- TRY IT -
Could you find every line in the records below that contains the word "above" and copy it?

(Data entries)
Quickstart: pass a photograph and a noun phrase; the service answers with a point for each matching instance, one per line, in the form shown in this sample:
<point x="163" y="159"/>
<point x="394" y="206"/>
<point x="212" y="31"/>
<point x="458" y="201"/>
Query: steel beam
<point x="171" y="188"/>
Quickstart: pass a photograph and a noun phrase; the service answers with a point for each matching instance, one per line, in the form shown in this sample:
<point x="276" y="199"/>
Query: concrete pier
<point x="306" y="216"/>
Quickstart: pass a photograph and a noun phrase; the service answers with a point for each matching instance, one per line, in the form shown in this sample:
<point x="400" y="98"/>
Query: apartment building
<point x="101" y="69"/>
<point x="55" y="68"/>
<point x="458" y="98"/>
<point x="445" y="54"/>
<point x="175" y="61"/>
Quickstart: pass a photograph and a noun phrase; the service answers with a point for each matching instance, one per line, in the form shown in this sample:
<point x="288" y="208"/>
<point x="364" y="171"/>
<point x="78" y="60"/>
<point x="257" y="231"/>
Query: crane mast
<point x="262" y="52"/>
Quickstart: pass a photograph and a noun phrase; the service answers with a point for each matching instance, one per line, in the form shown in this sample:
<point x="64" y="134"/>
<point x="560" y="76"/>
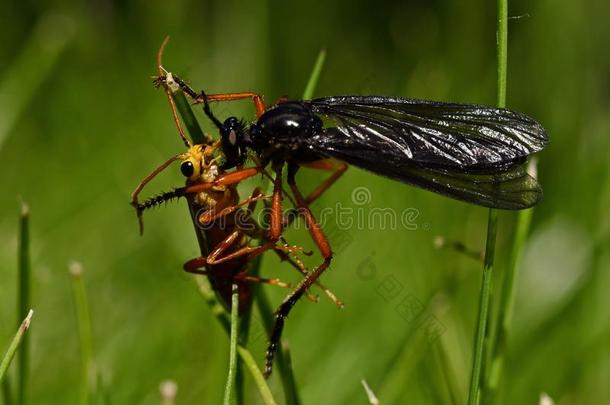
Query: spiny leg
<point x="320" y="240"/>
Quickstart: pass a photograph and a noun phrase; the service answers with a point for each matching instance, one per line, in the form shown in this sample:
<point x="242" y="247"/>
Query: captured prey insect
<point x="468" y="152"/>
<point x="224" y="229"/>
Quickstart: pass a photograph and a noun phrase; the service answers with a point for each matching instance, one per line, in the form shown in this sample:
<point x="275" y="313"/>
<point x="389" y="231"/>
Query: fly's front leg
<point x="172" y="80"/>
<point x="322" y="243"/>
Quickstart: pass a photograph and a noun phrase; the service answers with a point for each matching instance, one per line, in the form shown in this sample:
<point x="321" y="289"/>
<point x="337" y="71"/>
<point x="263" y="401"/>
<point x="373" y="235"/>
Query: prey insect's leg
<point x="320" y="240"/>
<point x="256" y="231"/>
<point x="275" y="228"/>
<point x="194" y="267"/>
<point x="198" y="98"/>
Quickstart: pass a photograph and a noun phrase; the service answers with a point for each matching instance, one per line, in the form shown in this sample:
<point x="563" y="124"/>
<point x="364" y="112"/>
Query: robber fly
<point x="224" y="229"/>
<point x="468" y="152"/>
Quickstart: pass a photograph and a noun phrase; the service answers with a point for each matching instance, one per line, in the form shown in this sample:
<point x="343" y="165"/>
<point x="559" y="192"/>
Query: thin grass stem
<point x="207" y="293"/>
<point x="83" y="320"/>
<point x="15" y="343"/>
<point x="492" y="222"/>
<point x="23" y="300"/>
<point x="33" y="65"/>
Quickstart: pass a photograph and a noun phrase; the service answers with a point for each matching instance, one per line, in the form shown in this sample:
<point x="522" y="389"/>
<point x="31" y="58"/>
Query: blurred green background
<point x="81" y="124"/>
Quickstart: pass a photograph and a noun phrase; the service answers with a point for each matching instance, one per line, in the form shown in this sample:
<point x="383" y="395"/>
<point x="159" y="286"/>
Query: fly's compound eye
<point x="187" y="168"/>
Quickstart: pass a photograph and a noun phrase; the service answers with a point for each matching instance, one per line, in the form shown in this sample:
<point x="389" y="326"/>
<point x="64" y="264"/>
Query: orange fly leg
<point x="210" y="216"/>
<point x="322" y="243"/>
<point x="224" y="180"/>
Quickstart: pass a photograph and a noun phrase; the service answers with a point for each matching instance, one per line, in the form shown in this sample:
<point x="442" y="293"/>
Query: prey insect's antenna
<point x="134" y="196"/>
<point x="170" y="99"/>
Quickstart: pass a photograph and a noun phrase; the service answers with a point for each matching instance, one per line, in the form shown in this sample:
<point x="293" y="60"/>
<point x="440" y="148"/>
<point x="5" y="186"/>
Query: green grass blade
<point x="229" y="398"/>
<point x="23" y="300"/>
<point x="84" y="329"/>
<point x="315" y="75"/>
<point x="259" y="379"/>
<point x="476" y="379"/>
<point x="27" y="72"/>
<point x="189" y="119"/>
<point x="243" y="353"/>
<point x="15" y="343"/>
<point x="506" y="303"/>
<point x="483" y="317"/>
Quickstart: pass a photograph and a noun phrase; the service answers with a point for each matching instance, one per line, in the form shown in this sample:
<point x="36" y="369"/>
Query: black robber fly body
<point x="468" y="152"/>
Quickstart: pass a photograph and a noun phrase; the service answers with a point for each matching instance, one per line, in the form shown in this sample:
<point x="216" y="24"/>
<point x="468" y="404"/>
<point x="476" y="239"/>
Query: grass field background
<point x="81" y="124"/>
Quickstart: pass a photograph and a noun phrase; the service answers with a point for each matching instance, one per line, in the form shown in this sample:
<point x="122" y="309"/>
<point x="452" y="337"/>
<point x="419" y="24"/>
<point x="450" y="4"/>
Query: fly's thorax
<point x="282" y="129"/>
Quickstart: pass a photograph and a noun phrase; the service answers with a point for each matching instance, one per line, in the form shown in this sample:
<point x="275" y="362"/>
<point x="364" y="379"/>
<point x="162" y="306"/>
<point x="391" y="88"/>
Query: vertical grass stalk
<point x="229" y="398"/>
<point x="83" y="320"/>
<point x="23" y="299"/>
<point x="499" y="339"/>
<point x="492" y="222"/>
<point x="15" y="343"/>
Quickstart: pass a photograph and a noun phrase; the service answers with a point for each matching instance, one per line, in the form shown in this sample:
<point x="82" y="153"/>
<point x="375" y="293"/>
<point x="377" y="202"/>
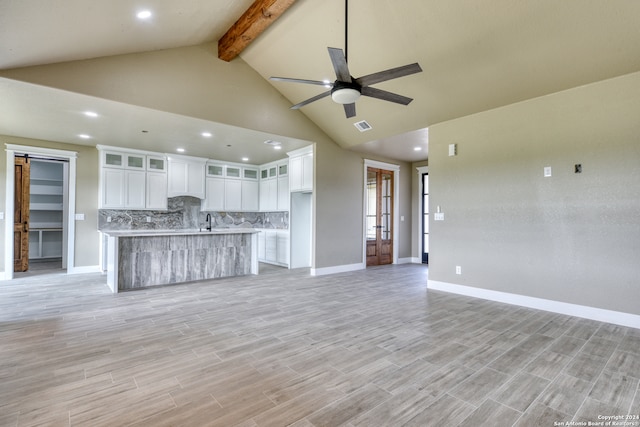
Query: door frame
<point x="421" y="171"/>
<point x="396" y="223"/>
<point x="11" y="151"/>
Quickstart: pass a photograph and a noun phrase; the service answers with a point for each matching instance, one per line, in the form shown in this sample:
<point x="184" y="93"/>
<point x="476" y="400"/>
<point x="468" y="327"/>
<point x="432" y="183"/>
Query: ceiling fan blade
<point x="340" y="64"/>
<point x="310" y="100"/>
<point x="309" y="82"/>
<point x="350" y="110"/>
<point x="372" y="92"/>
<point x="390" y="74"/>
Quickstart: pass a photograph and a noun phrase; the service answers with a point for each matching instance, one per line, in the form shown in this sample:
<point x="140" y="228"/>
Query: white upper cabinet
<point x="231" y="187"/>
<point x="301" y="170"/>
<point x="274" y="186"/>
<point x="132" y="179"/>
<point x="186" y="176"/>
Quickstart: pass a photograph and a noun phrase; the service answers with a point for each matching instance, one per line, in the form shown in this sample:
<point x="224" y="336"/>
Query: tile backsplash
<point x="183" y="213"/>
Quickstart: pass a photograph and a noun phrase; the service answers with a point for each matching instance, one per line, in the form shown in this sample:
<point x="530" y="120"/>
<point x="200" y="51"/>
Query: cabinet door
<point x="135" y="161"/>
<point x="112" y="160"/>
<point x="283" y="193"/>
<point x="135" y="187"/>
<point x="250" y="196"/>
<point x="264" y="195"/>
<point x="307" y="172"/>
<point x="295" y="173"/>
<point x="113" y="188"/>
<point x="233" y="195"/>
<point x="282" y="250"/>
<point x="214" y="200"/>
<point x="262" y="249"/>
<point x="195" y="179"/>
<point x="156" y="190"/>
<point x="177" y="177"/>
<point x="273" y="195"/>
<point x="271" y="244"/>
<point x="156" y="164"/>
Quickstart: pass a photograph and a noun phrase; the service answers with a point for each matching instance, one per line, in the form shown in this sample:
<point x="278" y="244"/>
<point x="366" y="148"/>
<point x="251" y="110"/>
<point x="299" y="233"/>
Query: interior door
<point x="21" y="215"/>
<point x="379" y="216"/>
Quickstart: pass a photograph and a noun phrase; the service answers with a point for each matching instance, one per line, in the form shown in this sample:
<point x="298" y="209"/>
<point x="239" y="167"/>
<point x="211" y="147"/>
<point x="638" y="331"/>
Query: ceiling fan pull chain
<point x="346" y="30"/>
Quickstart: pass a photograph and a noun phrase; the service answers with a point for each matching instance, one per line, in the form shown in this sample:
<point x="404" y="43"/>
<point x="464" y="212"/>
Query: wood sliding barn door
<point x="379" y="216"/>
<point x="21" y="214"/>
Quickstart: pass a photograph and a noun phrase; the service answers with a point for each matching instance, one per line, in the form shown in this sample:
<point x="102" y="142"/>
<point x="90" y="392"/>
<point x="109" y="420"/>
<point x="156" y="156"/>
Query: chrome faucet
<point x="208" y="222"/>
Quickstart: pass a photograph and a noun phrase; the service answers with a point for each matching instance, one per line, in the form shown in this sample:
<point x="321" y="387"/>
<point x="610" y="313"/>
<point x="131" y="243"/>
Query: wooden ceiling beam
<point x="251" y="24"/>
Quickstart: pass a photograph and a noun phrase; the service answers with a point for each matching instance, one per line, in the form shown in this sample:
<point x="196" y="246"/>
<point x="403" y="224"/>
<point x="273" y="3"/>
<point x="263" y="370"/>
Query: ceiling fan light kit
<point x="343" y="93"/>
<point x="346" y="90"/>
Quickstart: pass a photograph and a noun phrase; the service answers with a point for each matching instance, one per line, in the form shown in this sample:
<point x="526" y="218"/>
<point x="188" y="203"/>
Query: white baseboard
<point x="586" y="312"/>
<point x="337" y="269"/>
<point x="85" y="269"/>
<point x="410" y="260"/>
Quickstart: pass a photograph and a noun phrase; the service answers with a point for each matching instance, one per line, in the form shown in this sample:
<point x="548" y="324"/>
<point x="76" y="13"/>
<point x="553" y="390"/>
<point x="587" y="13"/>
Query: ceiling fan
<point x="347" y="89"/>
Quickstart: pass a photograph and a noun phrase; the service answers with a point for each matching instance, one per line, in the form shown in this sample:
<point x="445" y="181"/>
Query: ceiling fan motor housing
<point x="345" y="92"/>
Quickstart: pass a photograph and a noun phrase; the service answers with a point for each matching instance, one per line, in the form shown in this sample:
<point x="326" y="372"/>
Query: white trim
<point x="410" y="260"/>
<point x="337" y="269"/>
<point x="8" y="217"/>
<point x="421" y="170"/>
<point x="86" y="269"/>
<point x="586" y="312"/>
<point x="71" y="156"/>
<point x="41" y="151"/>
<point x="396" y="206"/>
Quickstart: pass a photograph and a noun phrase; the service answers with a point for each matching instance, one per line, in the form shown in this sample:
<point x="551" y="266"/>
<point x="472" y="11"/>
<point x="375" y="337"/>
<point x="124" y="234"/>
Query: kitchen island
<point x="143" y="258"/>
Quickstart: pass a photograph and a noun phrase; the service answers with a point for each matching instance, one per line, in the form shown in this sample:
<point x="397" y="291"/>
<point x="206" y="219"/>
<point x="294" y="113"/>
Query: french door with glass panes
<point x="379" y="216"/>
<point x="425" y="218"/>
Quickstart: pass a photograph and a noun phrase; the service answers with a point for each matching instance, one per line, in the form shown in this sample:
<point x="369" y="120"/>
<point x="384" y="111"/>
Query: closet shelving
<point x="46" y="204"/>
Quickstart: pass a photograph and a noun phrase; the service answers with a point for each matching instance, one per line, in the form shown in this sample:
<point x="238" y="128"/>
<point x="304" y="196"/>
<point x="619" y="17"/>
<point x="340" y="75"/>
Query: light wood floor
<point x="369" y="348"/>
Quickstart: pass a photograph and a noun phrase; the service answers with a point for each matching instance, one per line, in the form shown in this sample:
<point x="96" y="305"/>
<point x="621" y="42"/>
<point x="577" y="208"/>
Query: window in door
<point x="379" y="216"/>
<point x="425" y="218"/>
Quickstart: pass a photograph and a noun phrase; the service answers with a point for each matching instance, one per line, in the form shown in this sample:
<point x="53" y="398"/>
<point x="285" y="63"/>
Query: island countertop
<point x="173" y="232"/>
<point x="143" y="258"/>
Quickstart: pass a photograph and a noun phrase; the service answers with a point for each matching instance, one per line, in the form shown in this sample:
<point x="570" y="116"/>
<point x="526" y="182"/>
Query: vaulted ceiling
<point x="476" y="55"/>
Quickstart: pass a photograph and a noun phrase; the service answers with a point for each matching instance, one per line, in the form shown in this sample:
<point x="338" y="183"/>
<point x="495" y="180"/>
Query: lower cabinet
<point x="273" y="247"/>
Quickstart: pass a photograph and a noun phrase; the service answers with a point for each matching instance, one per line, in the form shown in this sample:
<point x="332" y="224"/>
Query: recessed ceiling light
<point x="144" y="14"/>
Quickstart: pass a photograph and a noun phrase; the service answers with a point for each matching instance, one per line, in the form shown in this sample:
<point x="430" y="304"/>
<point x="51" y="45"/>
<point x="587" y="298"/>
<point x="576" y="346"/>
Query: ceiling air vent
<point x="363" y="126"/>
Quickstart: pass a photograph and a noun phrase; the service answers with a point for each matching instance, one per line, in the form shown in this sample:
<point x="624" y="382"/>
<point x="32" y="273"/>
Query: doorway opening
<point x="379" y="216"/>
<point x="425" y="218"/>
<point x="40" y="203"/>
<point x="48" y="194"/>
<point x="380" y="220"/>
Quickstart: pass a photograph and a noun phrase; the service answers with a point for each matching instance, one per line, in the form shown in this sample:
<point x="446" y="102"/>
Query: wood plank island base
<point x="139" y="259"/>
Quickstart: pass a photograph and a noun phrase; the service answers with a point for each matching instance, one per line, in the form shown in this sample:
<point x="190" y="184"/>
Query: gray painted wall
<point x="571" y="237"/>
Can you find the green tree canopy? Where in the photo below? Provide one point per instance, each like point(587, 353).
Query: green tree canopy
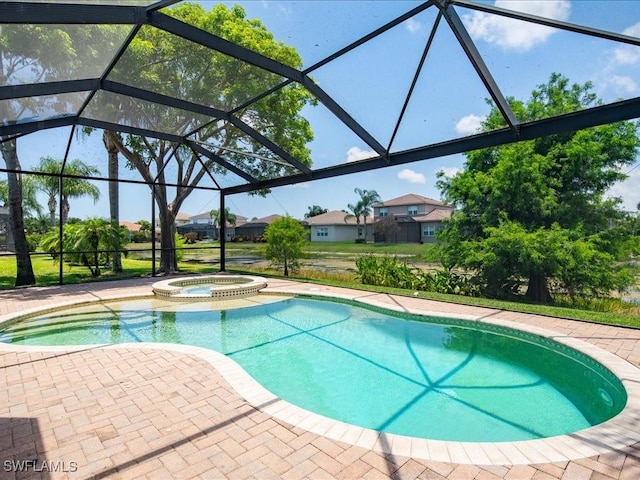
point(229, 217)
point(362, 208)
point(71, 187)
point(36, 53)
point(536, 210)
point(286, 238)
point(161, 62)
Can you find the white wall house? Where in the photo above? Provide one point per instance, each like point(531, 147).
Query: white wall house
point(417, 218)
point(334, 226)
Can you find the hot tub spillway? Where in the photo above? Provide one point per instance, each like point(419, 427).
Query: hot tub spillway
point(211, 287)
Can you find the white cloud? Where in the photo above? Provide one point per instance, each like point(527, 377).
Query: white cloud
point(513, 34)
point(450, 172)
point(412, 176)
point(299, 185)
point(354, 154)
point(628, 54)
point(413, 25)
point(624, 84)
point(628, 191)
point(469, 125)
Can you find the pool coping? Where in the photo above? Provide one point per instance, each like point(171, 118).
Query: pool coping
point(619, 432)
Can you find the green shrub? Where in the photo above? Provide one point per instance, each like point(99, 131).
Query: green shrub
point(390, 272)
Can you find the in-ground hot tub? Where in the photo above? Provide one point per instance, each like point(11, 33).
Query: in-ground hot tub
point(209, 287)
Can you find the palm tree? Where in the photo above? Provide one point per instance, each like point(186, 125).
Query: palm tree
point(368, 198)
point(230, 218)
point(92, 235)
point(71, 187)
point(314, 211)
point(30, 205)
point(114, 189)
point(356, 212)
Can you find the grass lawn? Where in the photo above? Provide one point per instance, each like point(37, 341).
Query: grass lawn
point(609, 311)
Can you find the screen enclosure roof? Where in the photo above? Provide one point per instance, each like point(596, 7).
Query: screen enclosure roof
point(393, 77)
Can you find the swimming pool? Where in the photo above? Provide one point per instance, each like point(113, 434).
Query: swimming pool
point(394, 373)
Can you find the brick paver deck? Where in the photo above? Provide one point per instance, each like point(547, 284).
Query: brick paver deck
point(143, 412)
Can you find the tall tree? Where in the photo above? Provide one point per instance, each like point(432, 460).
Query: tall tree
point(30, 205)
point(71, 187)
point(114, 192)
point(32, 54)
point(229, 217)
point(286, 238)
point(355, 210)
point(368, 198)
point(178, 68)
point(536, 210)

- WRITTEN SOLUTION -
Can you find the white wall house? Where in the photo above? Provide one point per instance, each like point(531, 147).
Can you find the hot tub spillway? Where in the photo above? Provide one point per instance, each like point(419, 427).
Can you find the white cloud? Where in the photo above? Provide one point per instance, each like point(527, 377).
Can you find the pool coping? Where in the photo above? Provide one point per instance, each like point(171, 118).
Can you find the green shrub? Where in the photo above? Provide one point per instance, each like point(99, 131).
Can you find the in-ground hot tub? Where in the photo above? Provide one point per instance, each like point(11, 33).
Can you find the palm tree? Where in the photo above? Provide one point per instance, each like point(186, 125).
Can you find the grass lawn? Where in the photo above? Provide one point per instance, each like point(37, 341).
Can you find the screen enclosure roof? Where in the photo above? Provide one point per instance, each like point(596, 7).
Can you find the swimming pool? Where in the photo above? Provide one point per instance, each like point(113, 434).
Can you find the brick paver deck? Where in the photo above? Provide one point per instance, each like point(547, 284).
Can you find the tall tree? Where in the photo above? Provide one point per instance, each like point(432, 460).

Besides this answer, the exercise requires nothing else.